- **Written task**
Return every line in the rows below that contains the string "escutcheon". Case counts.

- **Records for the task**
--- start ---
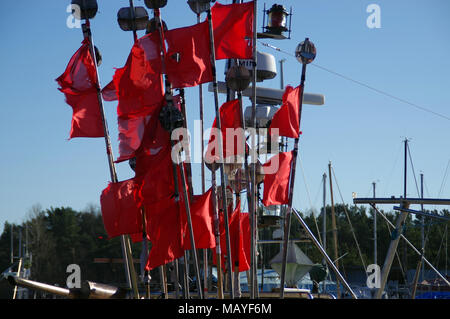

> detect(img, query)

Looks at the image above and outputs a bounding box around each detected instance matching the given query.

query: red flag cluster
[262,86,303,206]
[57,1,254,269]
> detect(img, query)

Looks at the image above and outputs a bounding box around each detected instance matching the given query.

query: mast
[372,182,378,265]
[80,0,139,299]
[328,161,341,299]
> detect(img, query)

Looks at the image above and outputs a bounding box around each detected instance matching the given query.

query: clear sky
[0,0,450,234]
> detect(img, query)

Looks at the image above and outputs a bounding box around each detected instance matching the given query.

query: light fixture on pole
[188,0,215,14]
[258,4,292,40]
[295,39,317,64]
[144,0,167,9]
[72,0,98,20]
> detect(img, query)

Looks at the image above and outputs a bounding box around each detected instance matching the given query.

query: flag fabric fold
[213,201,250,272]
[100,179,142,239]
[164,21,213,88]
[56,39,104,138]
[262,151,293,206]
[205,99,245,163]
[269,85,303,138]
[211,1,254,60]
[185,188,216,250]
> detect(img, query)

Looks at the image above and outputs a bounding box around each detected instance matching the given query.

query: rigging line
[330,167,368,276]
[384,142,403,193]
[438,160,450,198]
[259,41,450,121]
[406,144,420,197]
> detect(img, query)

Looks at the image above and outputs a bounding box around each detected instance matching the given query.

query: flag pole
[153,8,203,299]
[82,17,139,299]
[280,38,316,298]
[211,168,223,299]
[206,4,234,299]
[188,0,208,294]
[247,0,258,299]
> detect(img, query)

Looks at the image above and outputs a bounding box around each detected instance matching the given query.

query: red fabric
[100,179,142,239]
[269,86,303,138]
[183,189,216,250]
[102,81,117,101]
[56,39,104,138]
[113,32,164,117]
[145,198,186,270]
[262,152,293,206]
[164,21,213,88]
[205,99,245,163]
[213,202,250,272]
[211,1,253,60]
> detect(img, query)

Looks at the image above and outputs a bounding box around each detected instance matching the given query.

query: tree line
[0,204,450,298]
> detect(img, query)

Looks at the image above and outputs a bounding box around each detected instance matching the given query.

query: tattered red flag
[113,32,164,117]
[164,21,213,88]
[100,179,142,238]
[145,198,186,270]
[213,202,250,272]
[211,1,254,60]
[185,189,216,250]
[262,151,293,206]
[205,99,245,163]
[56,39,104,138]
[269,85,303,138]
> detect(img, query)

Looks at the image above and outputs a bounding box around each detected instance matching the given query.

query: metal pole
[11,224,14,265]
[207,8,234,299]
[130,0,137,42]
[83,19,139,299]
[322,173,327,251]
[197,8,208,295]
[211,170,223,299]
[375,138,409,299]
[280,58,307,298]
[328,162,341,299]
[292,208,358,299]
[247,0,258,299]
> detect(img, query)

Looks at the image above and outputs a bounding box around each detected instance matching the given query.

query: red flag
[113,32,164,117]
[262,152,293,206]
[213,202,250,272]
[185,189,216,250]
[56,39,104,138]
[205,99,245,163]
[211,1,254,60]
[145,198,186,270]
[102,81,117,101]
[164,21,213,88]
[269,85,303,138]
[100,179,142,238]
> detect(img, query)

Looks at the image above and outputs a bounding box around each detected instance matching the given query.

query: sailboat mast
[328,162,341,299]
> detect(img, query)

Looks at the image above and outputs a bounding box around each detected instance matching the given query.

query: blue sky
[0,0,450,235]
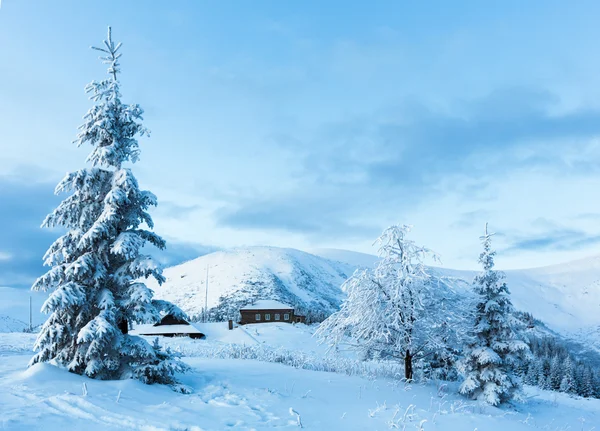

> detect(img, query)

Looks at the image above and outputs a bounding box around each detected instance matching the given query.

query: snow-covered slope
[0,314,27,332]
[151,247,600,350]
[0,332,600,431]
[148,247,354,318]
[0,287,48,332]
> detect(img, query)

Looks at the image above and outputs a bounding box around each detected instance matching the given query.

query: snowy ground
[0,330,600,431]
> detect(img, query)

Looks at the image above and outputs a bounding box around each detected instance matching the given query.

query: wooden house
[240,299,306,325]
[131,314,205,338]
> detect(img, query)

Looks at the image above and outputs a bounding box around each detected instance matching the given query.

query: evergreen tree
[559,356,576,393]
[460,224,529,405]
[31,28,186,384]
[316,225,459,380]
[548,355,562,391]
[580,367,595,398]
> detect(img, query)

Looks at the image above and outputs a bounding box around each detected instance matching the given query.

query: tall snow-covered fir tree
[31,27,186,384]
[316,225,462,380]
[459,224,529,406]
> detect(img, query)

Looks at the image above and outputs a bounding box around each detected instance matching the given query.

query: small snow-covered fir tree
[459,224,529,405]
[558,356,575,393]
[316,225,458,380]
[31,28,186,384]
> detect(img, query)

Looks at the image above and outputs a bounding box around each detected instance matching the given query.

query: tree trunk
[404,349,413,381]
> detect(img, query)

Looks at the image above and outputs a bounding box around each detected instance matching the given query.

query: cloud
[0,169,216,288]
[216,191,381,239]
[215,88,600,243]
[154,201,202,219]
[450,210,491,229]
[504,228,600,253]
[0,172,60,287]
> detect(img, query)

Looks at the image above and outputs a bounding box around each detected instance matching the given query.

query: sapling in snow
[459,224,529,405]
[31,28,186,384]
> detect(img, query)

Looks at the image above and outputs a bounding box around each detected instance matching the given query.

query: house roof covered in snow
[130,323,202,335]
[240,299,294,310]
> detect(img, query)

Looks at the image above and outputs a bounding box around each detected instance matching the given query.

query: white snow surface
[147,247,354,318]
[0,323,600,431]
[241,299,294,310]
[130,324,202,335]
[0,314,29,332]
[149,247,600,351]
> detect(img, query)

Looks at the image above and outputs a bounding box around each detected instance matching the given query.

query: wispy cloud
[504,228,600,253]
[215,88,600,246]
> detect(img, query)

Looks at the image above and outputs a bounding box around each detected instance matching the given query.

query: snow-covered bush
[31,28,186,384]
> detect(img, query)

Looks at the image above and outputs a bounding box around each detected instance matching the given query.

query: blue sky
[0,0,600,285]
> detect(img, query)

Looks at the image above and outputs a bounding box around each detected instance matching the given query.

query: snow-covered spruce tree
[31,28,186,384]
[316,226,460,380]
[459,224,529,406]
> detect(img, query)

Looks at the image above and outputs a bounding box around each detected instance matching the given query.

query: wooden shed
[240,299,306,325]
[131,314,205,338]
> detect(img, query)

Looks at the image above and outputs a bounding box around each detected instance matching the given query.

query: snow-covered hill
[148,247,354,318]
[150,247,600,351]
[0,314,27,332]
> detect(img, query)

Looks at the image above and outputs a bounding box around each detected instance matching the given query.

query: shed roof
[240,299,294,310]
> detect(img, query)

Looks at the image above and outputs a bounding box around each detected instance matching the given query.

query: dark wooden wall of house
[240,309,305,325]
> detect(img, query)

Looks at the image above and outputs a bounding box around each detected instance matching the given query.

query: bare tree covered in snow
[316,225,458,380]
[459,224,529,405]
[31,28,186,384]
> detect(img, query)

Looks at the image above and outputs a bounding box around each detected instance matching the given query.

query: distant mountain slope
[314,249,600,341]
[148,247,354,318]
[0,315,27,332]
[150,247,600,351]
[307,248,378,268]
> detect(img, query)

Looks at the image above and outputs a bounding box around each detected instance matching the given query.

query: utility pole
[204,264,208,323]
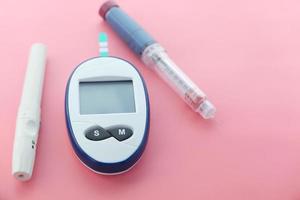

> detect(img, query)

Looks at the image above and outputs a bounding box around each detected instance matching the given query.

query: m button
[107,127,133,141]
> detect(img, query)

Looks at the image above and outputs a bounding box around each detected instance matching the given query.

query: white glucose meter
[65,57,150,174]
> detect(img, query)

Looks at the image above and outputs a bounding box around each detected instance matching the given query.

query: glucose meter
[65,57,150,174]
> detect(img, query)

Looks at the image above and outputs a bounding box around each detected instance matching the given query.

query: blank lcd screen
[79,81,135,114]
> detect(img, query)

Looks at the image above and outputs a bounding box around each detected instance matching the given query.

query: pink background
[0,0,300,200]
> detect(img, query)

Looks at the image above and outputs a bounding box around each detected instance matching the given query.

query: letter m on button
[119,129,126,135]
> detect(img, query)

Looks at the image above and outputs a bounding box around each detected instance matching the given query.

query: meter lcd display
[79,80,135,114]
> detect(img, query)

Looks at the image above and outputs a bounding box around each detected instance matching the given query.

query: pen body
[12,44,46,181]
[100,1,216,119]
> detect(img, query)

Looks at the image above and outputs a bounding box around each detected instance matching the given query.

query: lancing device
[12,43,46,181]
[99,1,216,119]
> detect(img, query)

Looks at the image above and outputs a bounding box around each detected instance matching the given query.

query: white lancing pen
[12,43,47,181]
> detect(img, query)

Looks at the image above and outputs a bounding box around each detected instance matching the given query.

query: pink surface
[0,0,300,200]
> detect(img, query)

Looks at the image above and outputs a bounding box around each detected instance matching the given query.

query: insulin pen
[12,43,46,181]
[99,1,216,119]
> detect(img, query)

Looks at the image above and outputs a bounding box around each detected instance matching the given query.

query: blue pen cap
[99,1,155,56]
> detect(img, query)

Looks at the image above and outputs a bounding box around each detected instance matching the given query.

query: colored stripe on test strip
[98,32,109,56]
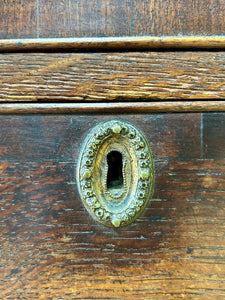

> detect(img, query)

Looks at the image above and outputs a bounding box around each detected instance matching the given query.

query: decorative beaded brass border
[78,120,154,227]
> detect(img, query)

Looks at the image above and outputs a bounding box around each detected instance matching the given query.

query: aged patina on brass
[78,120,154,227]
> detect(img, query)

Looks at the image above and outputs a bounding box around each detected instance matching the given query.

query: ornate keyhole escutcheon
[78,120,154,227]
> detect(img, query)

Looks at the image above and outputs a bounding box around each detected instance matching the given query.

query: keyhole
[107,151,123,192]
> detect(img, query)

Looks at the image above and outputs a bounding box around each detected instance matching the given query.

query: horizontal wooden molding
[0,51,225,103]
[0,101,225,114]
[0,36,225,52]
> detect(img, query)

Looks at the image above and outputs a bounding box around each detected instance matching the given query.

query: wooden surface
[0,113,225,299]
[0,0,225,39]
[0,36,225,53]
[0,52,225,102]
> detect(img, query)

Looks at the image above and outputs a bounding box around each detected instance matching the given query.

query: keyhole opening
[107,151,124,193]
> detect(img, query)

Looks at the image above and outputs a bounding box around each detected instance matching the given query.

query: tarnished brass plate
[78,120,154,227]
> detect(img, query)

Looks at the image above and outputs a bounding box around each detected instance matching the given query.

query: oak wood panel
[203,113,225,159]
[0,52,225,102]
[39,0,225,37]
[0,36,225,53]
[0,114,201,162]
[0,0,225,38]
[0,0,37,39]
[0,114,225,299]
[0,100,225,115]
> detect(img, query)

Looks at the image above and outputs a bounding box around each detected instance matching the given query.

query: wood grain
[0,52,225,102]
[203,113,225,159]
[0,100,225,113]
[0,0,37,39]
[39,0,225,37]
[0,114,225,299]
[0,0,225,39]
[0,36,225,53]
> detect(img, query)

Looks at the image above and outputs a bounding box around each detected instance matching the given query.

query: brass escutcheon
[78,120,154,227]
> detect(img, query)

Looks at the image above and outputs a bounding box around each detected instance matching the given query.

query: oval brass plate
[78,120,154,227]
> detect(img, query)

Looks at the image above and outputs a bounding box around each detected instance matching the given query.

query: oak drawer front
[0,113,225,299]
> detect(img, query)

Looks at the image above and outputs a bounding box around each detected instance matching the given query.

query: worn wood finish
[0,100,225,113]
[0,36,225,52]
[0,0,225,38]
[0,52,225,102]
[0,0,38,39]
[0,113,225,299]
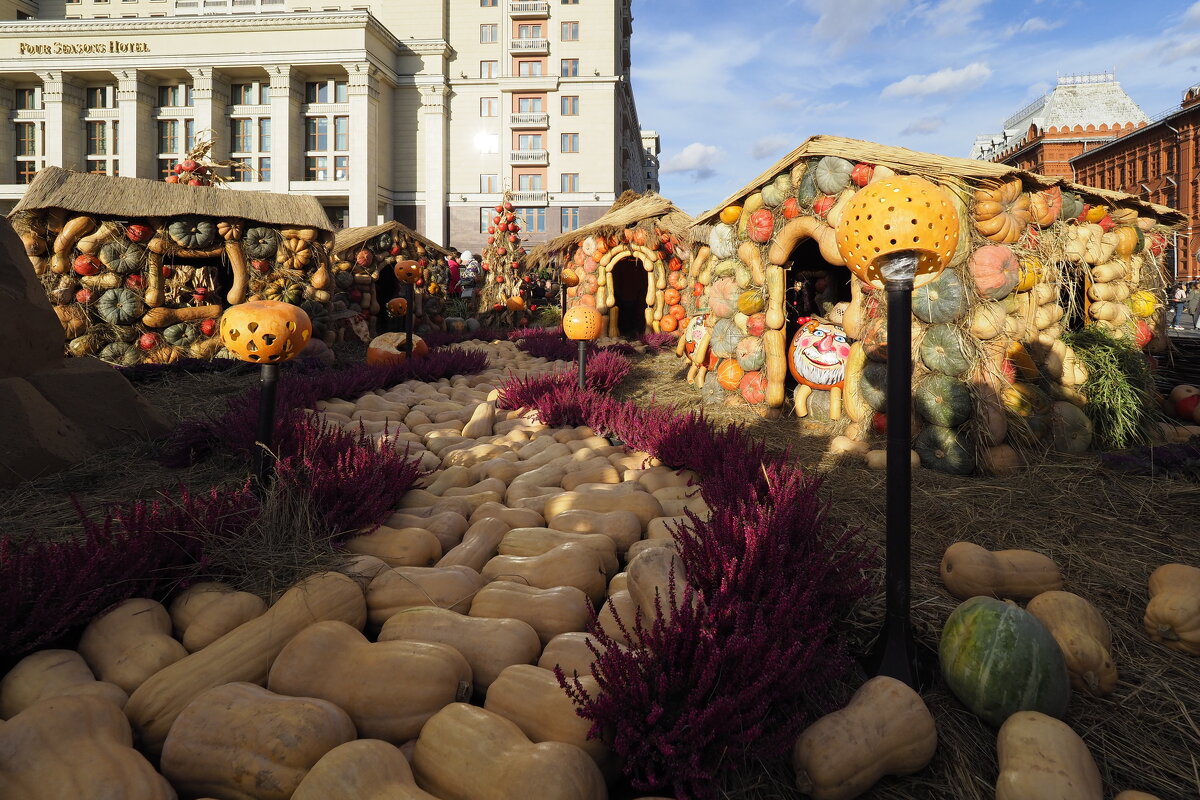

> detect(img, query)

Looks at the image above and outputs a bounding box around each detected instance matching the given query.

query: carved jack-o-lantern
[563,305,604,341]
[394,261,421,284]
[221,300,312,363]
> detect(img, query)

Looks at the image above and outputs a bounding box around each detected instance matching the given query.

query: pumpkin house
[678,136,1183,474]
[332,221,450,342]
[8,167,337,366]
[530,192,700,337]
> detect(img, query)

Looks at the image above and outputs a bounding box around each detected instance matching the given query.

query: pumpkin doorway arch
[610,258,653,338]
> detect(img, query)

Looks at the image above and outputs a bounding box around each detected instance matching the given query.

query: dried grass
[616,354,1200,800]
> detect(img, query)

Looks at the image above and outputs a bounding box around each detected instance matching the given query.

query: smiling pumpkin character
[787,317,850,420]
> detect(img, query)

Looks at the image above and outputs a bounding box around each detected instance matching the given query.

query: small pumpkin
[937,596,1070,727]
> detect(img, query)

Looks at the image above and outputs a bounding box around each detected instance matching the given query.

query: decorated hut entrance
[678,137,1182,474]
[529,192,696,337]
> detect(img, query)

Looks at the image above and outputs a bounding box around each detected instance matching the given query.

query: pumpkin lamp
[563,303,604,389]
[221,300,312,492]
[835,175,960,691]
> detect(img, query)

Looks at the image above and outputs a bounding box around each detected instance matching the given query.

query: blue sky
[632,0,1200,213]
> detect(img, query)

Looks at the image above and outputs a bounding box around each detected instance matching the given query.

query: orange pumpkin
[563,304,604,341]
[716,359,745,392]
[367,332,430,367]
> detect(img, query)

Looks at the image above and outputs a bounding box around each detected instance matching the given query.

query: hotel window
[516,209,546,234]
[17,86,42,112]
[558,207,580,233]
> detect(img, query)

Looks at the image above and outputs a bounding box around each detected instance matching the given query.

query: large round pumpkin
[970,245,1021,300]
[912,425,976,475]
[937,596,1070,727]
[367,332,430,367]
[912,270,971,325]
--- end ---
- **In response**
query: ornate keyhole escutcheon
query: brass escutcheon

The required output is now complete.